▶ [Source]:
** Start **

If I had to guess I'd say Michigan gets one of the three back and that's Mitch. But nothing would shock me… other than a Stauskas return.
So Then What
Assuming the scenario in the last paragraph plays out, these are your 2014-15 Michigan Wolverines:
- PG: Walton (So., 30 min), Albrecht (Jr., 10 min)
- SG: Irvin (So., 30 min), Chatman (Fr., 10 min)
- SF: LeVert (Jr., 35 min), Chatman (Fr., 5 min)
- PF: Donnal (Fr., 30 min), McGary (Jr., 10 min)
- C: McGary (Jr., 20 min), Horford (Sr., 20 min)
That's an eight man rotation. Michigan also has Ricky Doyle and DJ Wilson coming in. If McGary returns they can definitely redshirt one and maybe both; if he returns they have to play one and maybe both. Michigan will be in the market for any LeVert-like spring risers in this scenario; they could also take a transfer.
That looks… wow. I am shocked at how good that looks given that this hypothetical scenario has bombed three NBA draft picks off the roster. (Trey would hypothetically be a senior if he was not Trey.) Michigan returns LeVert, who is improving nightly and still has buckets of upside since he's a year younger than most guys his grade. They have two top-50 recruits who turned in promising freshman years and promise to blow up themselves. They're guards entering year two under Jordan/Beilein. A veritable leap beckons.
What if Glenn's back?
You're an optimistic scallywag this afternoon. Robinson's return would probably chop five to ten minutes off of four players' time: Horford, Donnal, Chatman, and Irvin.
What if Mitch is gone?
You are a nasty pessimist this afternoon. McGary departing would likely force Ricky Doyle to pick up 15-20 minutes a game with the rest of the vacated post minutes going to Donnal and Horford; there would be more of those worrying small lineups with Irvin at the 4.
What kind of team is that one above?
Uh… well… I mean I know they'll have just spit out a bunch of guys to the NBA but doesn't that look like another protected seed? Obviously there's a large range of possibility there, ranging from another two to a four, but if you look at that lineup the one question mark is Donnal, who is Beilein's first true stretch big in his time at Michigan.
How did this happen?
I don't know man.
I hesitate to make any strident proclamations after Nebrasketball happened this year. Persist we must. Next year's Big Ten looks like a race between four teams: Michigan, Wisconsin, Nebraska, and Surprise Team To Be Named Later That I Will Say Is Iowa, After Which Everyone Will Shake Their Heads Softly And Wonder What Is My Deal With Iowa.
Michigan State isn't going to drop out of the tournament but in the likely event of a Gary Harris departure they lose him, Payne, and Appling and haven't brought in the level of talent those gentlemen represent in a few years now. Travis Trice, starting point guard, says it all.
Michigan probably isn't going to have the best offense in the Kenpom era and win the league by three games again. Probably.

** End **

▶ [Tasks for this exercise]:
1. Name the players who, according to the Michigan basketball post, would lose playing time if Glenn Robinson returned.
2. Explain why the Michigan basketball post says LeVert still has a lot of upside.

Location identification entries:

** Start **

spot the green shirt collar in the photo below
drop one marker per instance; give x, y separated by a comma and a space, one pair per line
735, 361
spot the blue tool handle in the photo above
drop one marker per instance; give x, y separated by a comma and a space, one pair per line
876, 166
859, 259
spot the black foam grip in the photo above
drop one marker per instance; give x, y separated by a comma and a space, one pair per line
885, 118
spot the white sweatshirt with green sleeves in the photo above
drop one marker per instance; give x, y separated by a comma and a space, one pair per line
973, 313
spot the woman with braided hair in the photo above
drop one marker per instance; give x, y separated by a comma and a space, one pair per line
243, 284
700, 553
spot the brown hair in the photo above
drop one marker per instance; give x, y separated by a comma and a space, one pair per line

** End **

▶ [Exercise responses]:
1. Horford, Donnal, Chatman, and Irvin.

2. LeVert is improving every night, and he is a year younger than most players in his class.